Directive:
Repeat exactly the lines from the one containing "For the benchmark, spot each instance of the person" through the last line of the records below, both included, and nothing else.

Point annotation records:

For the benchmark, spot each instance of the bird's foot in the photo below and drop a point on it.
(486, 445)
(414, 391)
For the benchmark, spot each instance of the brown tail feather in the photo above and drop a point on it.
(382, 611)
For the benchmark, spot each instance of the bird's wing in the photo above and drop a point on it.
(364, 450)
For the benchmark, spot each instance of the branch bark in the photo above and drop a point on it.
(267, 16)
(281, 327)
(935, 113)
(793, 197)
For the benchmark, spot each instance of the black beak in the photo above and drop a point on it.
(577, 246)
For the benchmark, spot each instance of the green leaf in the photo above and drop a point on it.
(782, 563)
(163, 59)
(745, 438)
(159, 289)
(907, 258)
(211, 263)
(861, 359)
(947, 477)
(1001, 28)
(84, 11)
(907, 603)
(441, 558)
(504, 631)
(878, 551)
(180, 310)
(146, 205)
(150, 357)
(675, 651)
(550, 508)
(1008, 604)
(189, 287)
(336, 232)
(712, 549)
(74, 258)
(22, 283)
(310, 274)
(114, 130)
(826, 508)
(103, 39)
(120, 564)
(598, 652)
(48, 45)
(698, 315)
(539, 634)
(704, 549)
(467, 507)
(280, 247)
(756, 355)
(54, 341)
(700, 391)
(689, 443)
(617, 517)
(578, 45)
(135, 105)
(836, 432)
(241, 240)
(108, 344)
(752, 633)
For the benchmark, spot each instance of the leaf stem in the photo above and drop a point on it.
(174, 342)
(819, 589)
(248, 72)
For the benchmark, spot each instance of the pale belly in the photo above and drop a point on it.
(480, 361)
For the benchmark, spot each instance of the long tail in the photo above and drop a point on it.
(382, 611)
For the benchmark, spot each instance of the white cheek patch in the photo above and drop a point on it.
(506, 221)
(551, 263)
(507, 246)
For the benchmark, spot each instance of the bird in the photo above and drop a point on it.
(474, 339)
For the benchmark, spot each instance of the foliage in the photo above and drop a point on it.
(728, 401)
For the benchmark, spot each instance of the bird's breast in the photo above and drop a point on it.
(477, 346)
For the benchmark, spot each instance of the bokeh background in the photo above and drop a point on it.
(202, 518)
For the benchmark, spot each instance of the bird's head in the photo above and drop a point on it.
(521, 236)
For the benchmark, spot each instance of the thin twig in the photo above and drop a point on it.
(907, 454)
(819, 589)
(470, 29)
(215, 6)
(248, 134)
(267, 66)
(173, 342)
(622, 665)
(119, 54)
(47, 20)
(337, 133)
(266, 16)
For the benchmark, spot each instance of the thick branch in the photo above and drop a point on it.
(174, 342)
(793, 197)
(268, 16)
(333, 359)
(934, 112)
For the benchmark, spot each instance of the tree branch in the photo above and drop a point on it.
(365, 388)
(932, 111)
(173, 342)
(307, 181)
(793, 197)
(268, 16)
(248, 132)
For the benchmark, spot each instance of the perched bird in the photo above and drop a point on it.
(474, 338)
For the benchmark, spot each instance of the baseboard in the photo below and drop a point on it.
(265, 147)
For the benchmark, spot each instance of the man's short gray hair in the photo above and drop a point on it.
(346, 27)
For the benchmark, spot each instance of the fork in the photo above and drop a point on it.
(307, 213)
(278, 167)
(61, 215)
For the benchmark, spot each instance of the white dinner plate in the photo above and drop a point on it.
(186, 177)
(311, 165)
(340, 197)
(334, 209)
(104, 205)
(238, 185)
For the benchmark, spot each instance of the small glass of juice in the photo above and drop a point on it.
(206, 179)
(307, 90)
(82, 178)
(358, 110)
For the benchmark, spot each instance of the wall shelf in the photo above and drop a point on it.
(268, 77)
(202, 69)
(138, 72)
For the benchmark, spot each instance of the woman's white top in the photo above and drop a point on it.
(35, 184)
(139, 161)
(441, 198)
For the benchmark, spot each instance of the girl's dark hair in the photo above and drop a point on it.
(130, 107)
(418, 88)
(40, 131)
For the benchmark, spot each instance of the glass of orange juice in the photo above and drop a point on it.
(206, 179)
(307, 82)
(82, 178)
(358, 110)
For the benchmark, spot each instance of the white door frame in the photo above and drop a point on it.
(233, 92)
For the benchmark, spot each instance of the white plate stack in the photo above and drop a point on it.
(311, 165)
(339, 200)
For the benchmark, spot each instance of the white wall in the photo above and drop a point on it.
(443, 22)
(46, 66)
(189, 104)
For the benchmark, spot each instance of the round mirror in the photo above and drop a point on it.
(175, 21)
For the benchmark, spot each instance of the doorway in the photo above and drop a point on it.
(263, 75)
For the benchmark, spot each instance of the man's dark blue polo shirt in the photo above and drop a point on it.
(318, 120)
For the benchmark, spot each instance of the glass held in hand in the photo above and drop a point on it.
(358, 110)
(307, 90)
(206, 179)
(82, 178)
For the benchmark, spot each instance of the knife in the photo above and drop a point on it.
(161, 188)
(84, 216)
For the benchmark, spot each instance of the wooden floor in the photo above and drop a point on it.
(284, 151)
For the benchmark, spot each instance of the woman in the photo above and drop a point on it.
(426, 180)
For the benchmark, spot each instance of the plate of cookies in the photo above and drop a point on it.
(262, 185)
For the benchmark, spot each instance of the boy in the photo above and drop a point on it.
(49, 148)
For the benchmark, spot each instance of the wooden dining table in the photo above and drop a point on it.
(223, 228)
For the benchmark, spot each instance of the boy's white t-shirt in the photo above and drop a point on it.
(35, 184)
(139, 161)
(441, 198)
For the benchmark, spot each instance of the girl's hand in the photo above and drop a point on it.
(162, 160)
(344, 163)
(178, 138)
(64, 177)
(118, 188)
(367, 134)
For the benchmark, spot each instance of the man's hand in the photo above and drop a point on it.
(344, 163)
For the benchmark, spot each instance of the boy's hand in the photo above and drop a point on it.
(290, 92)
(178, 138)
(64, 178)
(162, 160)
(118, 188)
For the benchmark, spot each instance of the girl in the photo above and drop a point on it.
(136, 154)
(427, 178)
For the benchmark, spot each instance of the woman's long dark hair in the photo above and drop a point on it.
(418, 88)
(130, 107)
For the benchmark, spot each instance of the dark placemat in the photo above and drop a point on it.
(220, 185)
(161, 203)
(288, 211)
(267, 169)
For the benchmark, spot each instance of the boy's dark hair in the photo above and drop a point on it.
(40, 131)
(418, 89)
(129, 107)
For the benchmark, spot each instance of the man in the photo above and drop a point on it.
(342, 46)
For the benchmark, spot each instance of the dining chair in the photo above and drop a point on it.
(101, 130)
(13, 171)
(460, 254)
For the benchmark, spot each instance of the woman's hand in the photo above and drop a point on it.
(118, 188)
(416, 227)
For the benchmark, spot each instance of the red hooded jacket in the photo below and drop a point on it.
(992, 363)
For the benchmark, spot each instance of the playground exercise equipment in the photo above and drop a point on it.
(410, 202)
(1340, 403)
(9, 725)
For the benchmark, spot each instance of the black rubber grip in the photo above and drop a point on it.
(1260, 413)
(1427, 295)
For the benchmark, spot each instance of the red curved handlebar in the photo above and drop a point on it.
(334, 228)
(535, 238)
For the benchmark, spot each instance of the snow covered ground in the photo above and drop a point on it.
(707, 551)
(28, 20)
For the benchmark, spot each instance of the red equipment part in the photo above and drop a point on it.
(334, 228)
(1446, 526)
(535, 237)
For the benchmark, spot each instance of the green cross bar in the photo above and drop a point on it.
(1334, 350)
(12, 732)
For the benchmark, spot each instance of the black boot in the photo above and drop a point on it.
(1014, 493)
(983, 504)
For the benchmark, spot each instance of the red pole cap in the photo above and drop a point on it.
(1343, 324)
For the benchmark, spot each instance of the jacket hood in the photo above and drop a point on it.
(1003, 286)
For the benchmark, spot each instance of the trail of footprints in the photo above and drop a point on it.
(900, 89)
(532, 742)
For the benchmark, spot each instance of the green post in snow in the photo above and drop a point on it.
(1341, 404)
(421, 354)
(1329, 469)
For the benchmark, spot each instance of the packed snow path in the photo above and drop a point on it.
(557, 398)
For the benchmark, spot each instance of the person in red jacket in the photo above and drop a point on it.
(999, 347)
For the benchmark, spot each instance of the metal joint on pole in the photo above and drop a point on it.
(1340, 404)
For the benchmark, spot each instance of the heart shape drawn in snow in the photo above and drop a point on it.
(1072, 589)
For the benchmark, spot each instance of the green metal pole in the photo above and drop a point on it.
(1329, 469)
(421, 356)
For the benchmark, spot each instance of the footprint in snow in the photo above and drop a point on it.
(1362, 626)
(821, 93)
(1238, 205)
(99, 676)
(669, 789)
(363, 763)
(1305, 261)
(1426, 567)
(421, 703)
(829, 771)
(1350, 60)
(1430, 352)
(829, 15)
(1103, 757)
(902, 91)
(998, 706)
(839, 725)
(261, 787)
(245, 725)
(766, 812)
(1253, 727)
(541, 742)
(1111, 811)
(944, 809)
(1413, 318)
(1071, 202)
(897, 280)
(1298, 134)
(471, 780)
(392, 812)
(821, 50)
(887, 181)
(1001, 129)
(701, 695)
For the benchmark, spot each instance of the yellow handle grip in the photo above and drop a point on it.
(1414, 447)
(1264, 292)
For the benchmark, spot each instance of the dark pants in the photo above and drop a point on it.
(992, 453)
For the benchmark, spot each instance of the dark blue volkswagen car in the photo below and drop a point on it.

Task response:
For the benchmark, spot each instance of the person in red jacket in the photo above and drop a point on it.
(999, 347)
For the benchmark, spot each instance of the metal joint on pole in the photo above and drop a point on it.
(1340, 404)
For the benchmark, spot each instance of the heart shape drawn in snow in the photo above and drop a point on it.
(1072, 589)
For the benchmark, spot each instance of the green metal pole in the photo above and drop a point on it.
(1329, 469)
(421, 356)
For the benchmark, spot each instance of the footprint in snow in the photo above and drop a point on it.
(1362, 626)
(821, 93)
(1238, 205)
(99, 676)
(669, 789)
(363, 763)
(1305, 261)
(1426, 567)
(421, 703)
(829, 771)
(1350, 60)
(1430, 352)
(829, 15)
(1103, 757)
(902, 91)
(998, 706)
(839, 725)
(261, 787)
(245, 725)
(766, 812)
(1253, 727)
(541, 742)
(1111, 811)
(944, 809)
(1413, 318)
(1071, 202)
(897, 280)
(1298, 134)
(471, 780)
(392, 812)
(821, 50)
(887, 181)
(1001, 129)
(701, 695)
For the benchmark, spot each instance of the yellow handle grip in the photo above and drop a point on it.
(1414, 447)
(1264, 292)
For the benchmark, spot each instance of the dark pants in the photo above and drop a point on it.
(992, 453)
For the benchmark, spot each instance of the dark blue volkswagen car in the photo below and drop a point on it.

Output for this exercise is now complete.